## PROMPT
Determine how many lines in the entries below hold "hull". Respond with that number only.

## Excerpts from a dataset
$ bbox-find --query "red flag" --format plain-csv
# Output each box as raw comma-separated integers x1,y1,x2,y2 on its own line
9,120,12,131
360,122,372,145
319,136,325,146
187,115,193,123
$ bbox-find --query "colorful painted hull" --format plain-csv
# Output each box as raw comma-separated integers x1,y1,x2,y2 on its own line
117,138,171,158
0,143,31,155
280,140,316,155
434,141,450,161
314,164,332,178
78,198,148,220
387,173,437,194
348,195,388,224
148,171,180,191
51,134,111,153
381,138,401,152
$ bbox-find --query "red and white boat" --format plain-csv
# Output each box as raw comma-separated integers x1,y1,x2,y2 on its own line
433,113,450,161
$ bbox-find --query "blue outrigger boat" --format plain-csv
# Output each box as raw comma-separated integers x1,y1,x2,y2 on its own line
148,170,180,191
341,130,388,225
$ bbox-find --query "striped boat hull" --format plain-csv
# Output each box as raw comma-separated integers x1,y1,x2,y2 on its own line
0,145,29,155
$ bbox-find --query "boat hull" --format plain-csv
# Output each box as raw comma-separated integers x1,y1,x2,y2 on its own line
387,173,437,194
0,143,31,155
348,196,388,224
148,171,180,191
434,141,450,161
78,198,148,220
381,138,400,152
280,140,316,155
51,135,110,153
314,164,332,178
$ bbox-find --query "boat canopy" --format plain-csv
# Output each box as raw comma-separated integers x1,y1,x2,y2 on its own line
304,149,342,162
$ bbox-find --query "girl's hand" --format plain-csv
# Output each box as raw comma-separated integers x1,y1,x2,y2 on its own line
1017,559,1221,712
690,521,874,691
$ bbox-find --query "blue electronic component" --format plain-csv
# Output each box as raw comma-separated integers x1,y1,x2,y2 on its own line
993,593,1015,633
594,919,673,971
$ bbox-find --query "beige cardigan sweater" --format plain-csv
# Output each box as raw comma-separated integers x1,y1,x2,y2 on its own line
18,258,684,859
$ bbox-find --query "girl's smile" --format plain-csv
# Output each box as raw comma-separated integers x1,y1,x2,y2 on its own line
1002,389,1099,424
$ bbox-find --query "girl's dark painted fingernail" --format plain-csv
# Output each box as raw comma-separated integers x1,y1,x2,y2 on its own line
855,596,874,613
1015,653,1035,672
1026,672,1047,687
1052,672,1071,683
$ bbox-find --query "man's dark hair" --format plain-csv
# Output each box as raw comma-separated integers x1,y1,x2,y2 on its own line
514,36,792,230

## RESPONSE FOR THIS EXERCISE
3